▶ **Written request**: Render the material from the line holding "Find man. Box format: 45;234;131;392" through the line holding "564;50;630;121", inclusive, as a Markdown table with the columns Row and Line, and leave out any blank lines.
** begin Data excerpts **
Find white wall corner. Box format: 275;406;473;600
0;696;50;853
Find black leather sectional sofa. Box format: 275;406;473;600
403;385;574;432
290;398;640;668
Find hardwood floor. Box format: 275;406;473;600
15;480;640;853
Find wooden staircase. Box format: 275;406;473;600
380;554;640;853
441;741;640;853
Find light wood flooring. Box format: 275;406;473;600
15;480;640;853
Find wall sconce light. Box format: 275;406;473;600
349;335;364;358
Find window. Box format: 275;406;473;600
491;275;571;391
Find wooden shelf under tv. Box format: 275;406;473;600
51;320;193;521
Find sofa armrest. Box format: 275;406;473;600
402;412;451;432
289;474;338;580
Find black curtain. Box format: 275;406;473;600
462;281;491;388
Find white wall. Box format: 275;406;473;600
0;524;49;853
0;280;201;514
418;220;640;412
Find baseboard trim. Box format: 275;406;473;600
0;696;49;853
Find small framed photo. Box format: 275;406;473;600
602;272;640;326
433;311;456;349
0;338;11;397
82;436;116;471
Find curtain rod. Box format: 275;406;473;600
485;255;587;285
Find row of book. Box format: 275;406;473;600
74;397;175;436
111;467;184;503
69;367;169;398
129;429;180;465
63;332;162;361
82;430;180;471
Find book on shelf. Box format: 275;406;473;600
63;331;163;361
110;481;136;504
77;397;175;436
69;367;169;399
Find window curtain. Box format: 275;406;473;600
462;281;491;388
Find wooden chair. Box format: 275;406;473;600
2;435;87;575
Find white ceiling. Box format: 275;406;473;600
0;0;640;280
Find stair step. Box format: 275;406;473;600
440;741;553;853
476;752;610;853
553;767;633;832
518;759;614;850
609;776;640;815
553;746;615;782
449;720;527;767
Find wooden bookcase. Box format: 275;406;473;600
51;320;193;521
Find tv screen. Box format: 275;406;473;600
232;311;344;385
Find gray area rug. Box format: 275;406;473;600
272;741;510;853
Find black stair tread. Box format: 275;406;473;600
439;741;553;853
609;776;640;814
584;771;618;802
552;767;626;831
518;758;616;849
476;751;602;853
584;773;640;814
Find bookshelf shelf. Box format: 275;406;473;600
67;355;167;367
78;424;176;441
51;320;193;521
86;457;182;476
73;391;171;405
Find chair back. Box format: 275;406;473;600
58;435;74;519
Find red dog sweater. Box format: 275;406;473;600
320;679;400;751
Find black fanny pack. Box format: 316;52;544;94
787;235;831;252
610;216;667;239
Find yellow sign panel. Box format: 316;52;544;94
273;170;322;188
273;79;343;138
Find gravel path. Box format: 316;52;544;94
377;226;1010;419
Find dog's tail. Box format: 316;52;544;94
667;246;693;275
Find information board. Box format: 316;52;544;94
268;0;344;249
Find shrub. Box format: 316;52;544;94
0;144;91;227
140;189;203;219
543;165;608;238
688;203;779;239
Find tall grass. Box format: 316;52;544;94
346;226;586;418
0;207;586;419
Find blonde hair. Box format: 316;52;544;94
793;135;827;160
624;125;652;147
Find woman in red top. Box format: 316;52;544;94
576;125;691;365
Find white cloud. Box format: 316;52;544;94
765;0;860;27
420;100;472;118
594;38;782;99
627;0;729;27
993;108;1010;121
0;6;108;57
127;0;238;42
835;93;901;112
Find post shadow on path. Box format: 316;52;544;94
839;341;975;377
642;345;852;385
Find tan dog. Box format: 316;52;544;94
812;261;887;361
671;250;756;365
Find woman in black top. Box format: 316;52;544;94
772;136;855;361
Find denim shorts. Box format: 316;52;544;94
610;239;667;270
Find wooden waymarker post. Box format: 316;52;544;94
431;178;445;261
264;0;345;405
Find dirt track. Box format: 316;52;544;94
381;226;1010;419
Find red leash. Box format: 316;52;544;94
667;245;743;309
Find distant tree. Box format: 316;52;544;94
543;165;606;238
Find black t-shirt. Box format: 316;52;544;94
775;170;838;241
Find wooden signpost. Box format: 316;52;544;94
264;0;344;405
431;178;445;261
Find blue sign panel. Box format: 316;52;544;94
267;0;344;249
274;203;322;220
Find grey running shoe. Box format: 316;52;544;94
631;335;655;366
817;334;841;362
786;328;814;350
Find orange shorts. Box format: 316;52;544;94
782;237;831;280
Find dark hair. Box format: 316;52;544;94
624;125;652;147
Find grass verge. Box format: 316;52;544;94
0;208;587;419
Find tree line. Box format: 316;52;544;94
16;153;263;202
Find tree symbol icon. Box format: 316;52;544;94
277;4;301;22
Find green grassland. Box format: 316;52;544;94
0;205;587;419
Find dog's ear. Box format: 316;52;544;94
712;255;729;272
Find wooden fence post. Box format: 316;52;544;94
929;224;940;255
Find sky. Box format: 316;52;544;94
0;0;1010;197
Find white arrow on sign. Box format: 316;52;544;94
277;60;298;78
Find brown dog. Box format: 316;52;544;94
** end Data excerpts **
** begin Data excerpts **
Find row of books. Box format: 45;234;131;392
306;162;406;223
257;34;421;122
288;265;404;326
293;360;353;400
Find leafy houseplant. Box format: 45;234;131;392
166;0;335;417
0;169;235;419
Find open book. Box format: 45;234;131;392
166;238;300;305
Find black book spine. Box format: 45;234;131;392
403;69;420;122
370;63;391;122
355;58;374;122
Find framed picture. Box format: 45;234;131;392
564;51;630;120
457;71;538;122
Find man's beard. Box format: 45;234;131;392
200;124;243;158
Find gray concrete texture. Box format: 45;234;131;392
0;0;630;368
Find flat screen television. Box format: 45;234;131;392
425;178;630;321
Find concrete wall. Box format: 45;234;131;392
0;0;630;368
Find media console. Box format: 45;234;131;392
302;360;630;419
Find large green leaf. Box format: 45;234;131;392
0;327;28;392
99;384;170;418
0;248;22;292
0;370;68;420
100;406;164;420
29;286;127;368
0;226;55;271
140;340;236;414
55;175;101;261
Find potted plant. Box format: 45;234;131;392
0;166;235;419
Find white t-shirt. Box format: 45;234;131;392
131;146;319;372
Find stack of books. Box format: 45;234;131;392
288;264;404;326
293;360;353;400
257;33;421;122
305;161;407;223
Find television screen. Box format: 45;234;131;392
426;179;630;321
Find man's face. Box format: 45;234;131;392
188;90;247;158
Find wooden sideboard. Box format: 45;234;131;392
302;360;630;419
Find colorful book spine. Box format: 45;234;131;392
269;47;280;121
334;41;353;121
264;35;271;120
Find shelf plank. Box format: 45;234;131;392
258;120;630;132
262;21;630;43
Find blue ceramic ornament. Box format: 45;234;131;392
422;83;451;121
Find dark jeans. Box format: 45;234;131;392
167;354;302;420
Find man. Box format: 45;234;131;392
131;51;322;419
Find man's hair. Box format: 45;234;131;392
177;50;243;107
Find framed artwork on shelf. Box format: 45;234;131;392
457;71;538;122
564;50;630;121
** end Data excerpts **
▶ **Solved exercise**:
| Row | Line |
|---|---|
| 1 | Find man. Box format: 45;234;131;392 |
| 2 | 131;51;322;419 |
| 3 | Find man's hair. Box format: 45;234;131;392 |
| 4 | 177;50;243;107 |
| 5 | Find framed artwork on shelf. Box format: 45;234;131;392 |
| 6 | 457;71;538;122 |
| 7 | 564;50;630;121 |